TASK DESCRIPTION |
Answer these questions using the passage about Quinn Rafferty:
(a) Where does Quinn seek refuge from time to time?
(b) How does Quinn's mother die?
(c) With whom does Quinn go to live after her death, and where?

PAGE EXTRACT |
As the story opens Ms. Walker gives readers a look at what “Quinn Rafferty’s”, life was like as a frightened child who lived with a physically and verbally abusive alcoholic and drug addicted mother. Trapped in the depth of poverty and despair he seeks refuge from time to time at the local youth shelter for an occasional meal and a place to sleep. When his mother dies of an overdose, Quinn’s father is finally contacted and he goes to live with him and his twin brother Luke on a ranch. Patrick Rafferty is a good man and does his best with his very angry, at times belligerent, and emotionally damaged son.

SUPPLIED INFORMATION |
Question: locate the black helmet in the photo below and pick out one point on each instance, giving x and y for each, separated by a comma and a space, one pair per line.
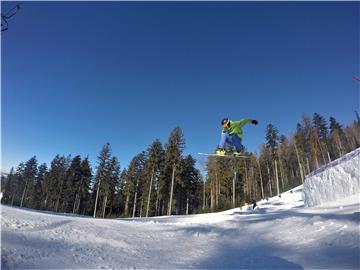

TASK OUTPUT |
(a) At the local youth shelter, for an occasional meal and a place to sleep.
(b) Of an overdose.
(c) With his father, Patrick Rafferty, and his twin brother Luke, on a ranch.